(Stored items)
*-*-*

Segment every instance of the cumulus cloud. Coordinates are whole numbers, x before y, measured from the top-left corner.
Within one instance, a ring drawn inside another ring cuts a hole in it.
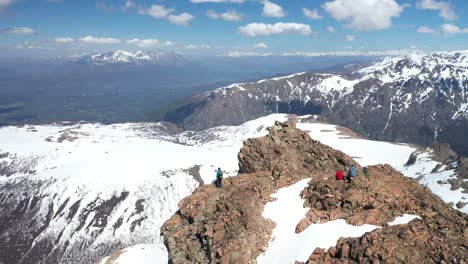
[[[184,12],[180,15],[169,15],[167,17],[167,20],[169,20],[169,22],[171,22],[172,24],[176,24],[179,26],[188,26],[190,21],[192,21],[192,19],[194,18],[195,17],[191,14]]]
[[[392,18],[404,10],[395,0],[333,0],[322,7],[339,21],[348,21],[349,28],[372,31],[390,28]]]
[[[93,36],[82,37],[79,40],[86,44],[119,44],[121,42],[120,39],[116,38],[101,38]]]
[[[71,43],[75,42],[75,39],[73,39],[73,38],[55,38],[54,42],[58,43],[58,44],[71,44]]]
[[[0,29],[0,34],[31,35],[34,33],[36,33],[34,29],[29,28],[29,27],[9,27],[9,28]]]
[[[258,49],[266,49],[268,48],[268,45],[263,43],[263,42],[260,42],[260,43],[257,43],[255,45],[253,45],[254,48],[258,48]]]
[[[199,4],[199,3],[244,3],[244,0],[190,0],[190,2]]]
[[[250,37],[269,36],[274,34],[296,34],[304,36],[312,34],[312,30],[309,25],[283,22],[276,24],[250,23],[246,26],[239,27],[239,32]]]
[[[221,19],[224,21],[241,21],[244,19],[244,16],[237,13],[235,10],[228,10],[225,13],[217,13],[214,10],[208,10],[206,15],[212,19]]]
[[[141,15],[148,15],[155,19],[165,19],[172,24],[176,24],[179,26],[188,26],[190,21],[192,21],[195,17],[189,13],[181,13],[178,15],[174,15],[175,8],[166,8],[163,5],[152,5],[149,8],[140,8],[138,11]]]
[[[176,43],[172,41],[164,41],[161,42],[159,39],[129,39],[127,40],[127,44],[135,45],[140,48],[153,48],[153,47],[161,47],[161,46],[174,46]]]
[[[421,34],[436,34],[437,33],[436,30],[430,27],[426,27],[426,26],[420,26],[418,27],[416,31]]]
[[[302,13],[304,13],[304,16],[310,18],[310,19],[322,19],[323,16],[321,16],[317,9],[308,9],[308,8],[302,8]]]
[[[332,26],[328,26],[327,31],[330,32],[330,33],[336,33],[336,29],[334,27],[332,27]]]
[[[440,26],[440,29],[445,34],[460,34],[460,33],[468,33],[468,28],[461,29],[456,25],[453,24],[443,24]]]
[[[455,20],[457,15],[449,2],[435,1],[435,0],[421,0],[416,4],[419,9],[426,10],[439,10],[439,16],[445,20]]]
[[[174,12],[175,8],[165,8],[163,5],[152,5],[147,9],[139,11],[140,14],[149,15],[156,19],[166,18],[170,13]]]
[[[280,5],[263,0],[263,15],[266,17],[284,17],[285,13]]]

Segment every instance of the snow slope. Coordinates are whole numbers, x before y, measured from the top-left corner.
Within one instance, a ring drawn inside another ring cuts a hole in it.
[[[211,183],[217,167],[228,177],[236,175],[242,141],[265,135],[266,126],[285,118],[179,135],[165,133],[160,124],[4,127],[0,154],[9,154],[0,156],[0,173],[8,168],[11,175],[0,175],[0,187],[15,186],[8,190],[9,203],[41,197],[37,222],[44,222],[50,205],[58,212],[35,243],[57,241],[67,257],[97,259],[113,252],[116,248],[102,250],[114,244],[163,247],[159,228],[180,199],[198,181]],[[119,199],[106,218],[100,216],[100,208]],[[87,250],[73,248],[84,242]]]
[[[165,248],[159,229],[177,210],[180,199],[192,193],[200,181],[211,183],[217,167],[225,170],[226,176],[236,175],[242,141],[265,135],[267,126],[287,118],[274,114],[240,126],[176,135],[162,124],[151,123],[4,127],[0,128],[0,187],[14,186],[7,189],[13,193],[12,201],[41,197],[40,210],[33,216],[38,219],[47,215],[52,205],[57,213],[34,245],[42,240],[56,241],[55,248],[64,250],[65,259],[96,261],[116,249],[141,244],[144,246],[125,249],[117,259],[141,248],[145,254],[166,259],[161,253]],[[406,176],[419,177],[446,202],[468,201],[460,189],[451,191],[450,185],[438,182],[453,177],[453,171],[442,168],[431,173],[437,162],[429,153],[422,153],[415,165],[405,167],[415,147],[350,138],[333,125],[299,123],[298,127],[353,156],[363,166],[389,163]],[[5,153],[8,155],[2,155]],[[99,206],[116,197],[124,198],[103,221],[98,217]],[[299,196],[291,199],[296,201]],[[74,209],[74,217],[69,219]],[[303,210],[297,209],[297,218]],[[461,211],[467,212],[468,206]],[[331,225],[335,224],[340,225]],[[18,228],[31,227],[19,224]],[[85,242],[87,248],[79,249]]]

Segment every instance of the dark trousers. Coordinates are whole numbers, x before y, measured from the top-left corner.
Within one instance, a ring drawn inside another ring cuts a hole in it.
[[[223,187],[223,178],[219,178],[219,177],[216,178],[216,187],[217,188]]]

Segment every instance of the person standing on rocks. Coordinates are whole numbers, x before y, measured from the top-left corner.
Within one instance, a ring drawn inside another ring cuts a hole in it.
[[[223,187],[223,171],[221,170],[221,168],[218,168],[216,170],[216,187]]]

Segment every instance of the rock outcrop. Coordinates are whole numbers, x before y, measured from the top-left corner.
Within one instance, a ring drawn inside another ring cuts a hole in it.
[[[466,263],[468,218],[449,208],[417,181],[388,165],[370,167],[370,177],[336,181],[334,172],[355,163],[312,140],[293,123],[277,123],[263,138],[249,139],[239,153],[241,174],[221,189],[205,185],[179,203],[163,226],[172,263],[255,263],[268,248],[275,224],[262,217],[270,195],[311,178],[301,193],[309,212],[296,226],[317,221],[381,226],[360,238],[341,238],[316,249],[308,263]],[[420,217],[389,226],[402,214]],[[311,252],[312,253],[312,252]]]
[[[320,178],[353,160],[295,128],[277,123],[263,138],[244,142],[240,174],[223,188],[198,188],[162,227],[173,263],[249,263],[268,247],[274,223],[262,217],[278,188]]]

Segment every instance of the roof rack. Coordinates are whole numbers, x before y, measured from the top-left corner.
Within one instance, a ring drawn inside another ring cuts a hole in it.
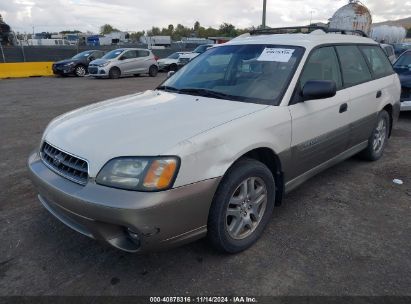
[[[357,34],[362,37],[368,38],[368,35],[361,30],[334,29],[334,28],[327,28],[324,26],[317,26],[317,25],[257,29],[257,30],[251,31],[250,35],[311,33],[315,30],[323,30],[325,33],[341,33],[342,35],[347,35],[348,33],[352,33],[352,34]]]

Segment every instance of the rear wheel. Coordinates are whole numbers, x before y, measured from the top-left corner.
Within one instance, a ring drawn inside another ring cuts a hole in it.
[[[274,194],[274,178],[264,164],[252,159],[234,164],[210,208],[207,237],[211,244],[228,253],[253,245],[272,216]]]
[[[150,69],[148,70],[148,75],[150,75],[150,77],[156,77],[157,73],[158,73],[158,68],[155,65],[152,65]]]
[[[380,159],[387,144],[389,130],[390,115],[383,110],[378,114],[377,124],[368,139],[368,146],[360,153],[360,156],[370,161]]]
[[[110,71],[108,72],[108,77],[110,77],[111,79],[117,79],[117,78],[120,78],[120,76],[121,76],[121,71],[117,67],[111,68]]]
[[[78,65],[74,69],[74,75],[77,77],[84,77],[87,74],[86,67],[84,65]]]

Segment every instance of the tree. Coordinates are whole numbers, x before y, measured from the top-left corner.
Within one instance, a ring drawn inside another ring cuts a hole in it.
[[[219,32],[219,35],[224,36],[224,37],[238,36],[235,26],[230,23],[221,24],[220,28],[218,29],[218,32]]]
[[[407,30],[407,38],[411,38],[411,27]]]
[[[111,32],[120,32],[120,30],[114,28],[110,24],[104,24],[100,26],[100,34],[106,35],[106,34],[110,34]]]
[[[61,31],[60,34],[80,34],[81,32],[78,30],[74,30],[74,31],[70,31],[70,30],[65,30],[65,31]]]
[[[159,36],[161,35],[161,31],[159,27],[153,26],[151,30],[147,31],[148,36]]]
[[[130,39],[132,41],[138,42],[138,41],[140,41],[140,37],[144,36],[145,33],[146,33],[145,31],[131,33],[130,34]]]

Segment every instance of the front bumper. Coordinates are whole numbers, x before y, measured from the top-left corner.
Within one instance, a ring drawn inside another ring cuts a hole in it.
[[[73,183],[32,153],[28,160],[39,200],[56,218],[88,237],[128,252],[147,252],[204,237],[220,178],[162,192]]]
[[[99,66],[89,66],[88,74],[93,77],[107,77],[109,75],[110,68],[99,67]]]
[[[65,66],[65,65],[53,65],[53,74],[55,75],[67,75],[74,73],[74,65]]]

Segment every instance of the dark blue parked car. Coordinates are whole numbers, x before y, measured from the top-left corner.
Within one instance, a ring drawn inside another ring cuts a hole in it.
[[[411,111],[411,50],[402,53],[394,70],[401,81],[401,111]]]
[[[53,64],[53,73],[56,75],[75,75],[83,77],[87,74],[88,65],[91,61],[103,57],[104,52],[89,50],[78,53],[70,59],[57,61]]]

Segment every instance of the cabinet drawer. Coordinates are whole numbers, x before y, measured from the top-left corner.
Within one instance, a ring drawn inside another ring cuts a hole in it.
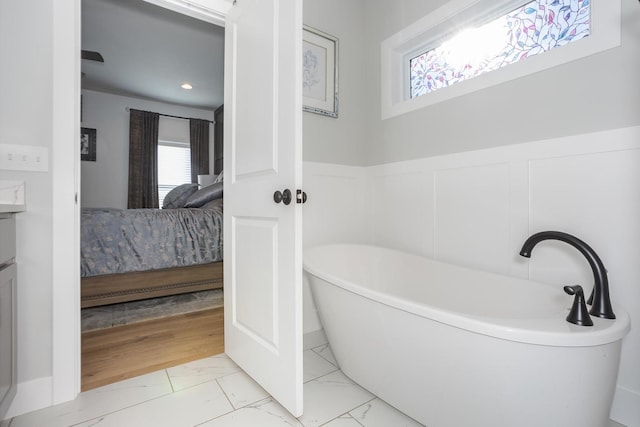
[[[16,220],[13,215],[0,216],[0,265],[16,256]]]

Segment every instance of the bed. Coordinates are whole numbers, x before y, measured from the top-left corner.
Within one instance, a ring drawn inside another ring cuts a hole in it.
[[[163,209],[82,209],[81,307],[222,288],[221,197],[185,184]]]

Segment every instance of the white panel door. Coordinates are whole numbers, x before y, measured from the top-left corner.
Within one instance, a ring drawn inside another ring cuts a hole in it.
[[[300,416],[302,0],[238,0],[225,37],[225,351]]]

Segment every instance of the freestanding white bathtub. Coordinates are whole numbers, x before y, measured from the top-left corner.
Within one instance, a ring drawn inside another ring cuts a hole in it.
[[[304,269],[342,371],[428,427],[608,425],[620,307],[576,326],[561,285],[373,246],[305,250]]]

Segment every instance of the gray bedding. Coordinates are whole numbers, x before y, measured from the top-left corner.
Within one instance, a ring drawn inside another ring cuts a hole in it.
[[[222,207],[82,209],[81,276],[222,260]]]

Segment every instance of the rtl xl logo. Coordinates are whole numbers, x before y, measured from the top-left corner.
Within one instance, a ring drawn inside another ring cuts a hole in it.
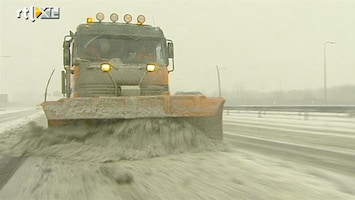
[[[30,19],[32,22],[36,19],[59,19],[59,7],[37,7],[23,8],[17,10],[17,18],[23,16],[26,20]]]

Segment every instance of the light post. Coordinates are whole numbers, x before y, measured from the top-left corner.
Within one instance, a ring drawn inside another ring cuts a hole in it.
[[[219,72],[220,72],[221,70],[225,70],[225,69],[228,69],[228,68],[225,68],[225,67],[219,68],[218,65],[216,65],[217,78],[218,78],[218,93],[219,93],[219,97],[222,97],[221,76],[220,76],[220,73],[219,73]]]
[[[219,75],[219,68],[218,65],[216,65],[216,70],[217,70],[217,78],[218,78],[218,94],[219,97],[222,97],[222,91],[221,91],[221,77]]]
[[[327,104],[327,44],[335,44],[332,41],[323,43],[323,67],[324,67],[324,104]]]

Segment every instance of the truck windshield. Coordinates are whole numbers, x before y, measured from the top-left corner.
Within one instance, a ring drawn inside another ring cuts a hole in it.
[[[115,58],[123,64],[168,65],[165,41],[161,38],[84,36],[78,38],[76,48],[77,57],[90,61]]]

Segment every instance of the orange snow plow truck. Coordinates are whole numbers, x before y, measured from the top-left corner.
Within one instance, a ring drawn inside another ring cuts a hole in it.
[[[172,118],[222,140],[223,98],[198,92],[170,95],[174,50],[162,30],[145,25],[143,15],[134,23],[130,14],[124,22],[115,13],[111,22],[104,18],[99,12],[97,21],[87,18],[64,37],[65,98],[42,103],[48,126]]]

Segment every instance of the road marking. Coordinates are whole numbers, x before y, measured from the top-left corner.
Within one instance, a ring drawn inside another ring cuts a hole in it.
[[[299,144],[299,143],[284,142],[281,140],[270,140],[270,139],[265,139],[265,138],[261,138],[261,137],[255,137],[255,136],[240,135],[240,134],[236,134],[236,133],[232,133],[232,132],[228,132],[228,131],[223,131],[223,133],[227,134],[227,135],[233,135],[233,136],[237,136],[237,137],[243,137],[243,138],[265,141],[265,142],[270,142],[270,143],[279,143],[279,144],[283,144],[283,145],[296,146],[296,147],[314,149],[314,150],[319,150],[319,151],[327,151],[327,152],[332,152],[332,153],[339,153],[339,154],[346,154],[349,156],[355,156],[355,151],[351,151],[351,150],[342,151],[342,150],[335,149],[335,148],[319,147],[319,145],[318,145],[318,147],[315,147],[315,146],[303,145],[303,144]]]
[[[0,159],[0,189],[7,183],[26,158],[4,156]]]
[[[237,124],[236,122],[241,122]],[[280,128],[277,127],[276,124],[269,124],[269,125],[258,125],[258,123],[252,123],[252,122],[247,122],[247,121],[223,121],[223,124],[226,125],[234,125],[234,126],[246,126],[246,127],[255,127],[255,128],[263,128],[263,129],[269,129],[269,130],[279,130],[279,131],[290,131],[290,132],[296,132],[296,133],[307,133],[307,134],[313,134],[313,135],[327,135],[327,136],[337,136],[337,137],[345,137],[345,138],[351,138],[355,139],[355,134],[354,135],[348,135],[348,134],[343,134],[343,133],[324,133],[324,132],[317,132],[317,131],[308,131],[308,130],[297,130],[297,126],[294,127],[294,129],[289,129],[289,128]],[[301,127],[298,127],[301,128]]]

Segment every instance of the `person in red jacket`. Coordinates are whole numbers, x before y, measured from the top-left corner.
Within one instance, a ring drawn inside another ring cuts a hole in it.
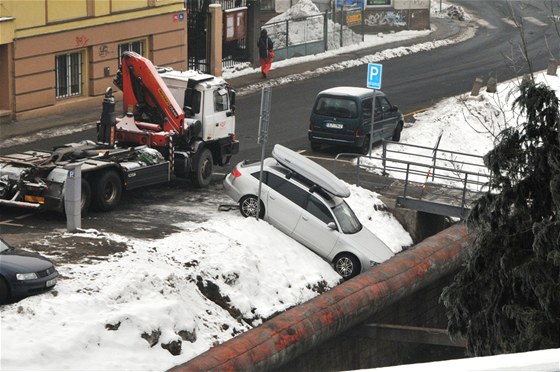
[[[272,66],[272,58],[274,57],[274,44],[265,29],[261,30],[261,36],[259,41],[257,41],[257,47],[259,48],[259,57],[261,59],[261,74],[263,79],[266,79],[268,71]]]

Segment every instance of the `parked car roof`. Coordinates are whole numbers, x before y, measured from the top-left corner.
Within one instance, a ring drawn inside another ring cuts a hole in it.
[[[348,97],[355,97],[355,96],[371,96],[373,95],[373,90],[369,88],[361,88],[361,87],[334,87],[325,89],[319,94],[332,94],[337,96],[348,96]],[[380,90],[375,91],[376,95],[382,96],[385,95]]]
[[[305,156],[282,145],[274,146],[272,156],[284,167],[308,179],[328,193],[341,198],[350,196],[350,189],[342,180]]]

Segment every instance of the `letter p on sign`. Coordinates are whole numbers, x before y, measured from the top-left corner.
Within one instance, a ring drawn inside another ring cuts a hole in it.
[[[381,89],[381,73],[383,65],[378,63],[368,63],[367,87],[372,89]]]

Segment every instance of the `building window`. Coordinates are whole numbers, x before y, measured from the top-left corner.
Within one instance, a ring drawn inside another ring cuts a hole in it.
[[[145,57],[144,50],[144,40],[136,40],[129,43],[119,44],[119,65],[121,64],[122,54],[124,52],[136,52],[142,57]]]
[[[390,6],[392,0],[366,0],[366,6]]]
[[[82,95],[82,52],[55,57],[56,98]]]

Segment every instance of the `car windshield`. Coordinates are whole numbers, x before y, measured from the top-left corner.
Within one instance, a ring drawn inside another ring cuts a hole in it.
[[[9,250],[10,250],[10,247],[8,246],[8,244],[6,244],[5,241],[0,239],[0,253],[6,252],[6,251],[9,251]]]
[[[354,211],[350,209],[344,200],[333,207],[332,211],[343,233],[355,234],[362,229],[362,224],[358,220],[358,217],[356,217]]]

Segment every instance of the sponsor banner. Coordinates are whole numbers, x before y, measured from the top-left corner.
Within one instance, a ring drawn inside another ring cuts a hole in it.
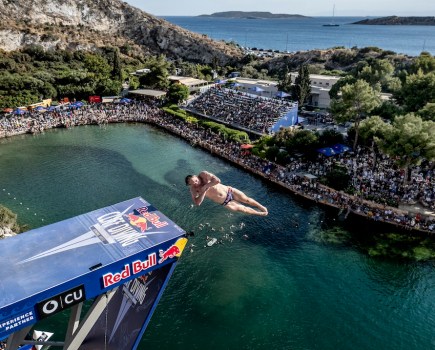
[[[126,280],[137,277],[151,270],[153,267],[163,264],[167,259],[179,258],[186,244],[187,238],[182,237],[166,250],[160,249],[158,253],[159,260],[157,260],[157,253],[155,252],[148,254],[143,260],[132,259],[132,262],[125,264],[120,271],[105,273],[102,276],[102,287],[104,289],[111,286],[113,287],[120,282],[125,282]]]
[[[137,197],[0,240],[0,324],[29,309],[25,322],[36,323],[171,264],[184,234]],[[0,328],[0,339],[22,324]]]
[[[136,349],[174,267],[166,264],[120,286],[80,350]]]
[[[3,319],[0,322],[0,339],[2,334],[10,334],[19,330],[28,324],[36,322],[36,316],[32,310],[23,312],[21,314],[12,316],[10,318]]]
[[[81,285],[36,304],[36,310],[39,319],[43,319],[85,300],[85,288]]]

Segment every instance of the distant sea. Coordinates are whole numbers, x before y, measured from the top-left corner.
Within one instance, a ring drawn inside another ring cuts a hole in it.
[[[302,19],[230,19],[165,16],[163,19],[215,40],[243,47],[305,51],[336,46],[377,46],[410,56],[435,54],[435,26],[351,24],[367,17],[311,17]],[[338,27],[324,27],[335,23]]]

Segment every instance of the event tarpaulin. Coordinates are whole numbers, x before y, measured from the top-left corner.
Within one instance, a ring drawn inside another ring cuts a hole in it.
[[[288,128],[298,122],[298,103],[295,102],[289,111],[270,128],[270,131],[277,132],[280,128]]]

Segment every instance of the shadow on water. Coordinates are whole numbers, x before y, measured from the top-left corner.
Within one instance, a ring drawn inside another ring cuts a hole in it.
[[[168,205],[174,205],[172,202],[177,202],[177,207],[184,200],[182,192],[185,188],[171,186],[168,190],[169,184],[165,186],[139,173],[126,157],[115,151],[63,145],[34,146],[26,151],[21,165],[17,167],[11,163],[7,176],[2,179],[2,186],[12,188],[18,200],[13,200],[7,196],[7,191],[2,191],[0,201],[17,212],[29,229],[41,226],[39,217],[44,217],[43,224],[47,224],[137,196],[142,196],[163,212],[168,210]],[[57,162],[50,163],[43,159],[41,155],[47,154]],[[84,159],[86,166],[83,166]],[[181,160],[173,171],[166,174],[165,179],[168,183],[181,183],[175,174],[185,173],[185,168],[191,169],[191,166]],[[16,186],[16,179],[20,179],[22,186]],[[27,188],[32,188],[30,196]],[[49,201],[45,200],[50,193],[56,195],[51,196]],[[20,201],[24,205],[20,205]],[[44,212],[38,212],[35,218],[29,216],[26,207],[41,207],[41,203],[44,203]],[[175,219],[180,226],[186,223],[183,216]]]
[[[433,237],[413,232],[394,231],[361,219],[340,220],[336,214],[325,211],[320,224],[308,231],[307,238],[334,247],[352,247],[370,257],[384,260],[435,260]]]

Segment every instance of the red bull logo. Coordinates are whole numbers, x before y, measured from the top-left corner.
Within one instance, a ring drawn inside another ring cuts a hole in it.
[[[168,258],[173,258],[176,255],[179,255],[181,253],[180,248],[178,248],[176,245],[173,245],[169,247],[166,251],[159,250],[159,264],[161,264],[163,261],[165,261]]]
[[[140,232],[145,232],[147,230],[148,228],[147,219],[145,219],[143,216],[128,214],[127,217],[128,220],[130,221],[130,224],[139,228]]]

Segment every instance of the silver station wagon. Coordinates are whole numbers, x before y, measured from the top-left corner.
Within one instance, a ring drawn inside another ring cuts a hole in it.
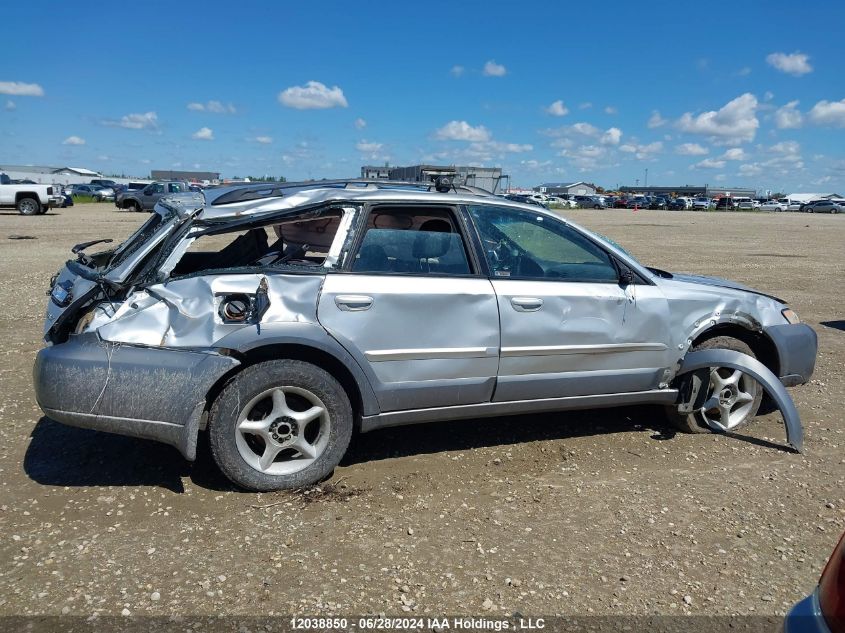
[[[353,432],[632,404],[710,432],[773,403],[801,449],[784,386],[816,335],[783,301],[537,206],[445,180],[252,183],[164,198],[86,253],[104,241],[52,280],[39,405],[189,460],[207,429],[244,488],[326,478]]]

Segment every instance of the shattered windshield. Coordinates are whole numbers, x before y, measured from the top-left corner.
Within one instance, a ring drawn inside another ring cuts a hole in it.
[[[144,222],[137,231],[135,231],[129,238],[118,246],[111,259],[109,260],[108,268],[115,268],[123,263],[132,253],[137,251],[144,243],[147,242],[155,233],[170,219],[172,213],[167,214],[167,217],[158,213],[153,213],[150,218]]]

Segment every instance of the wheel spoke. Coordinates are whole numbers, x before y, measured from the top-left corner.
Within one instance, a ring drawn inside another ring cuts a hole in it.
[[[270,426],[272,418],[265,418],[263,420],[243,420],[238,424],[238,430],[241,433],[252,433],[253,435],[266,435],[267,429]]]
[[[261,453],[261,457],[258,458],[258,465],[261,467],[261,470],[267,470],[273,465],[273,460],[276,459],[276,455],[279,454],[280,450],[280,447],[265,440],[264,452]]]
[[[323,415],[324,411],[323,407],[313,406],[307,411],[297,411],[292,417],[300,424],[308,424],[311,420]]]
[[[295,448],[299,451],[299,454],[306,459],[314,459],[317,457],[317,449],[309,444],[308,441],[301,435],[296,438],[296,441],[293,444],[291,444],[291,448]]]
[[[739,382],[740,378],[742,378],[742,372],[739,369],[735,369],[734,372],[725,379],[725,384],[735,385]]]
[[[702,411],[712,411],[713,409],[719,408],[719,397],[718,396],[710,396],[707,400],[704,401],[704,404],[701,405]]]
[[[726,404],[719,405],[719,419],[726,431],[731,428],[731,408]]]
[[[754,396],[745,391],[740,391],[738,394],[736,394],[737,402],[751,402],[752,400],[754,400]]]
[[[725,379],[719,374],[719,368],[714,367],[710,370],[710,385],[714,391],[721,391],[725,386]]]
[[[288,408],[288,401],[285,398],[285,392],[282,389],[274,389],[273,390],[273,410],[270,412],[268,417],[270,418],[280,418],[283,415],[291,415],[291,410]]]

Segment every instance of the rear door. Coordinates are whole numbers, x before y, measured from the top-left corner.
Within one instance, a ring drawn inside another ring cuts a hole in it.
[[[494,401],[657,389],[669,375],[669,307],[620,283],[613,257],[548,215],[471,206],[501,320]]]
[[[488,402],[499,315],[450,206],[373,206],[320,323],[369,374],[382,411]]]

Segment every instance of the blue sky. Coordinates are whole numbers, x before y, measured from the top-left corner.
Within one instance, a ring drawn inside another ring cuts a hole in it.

*-*-*

The required output is the stretch of entries above from the line containing "Segment every instance of the person" through the line containing "Segment every instance of the rock", reproduced exactly.

§ Task response:
Segment every instance of the person standing on rocks. Coordinates are whole numbers, x before y, measured from the top-left corner.
Within one instance, a ring drawn inside another ring cuts a hole in it.
[[[223,187],[223,171],[221,170],[221,168],[218,168],[216,170],[216,187]]]

Segment every instance of the rock outcrop. Coordinates are whole numbers, x before y, measured from the top-left corner.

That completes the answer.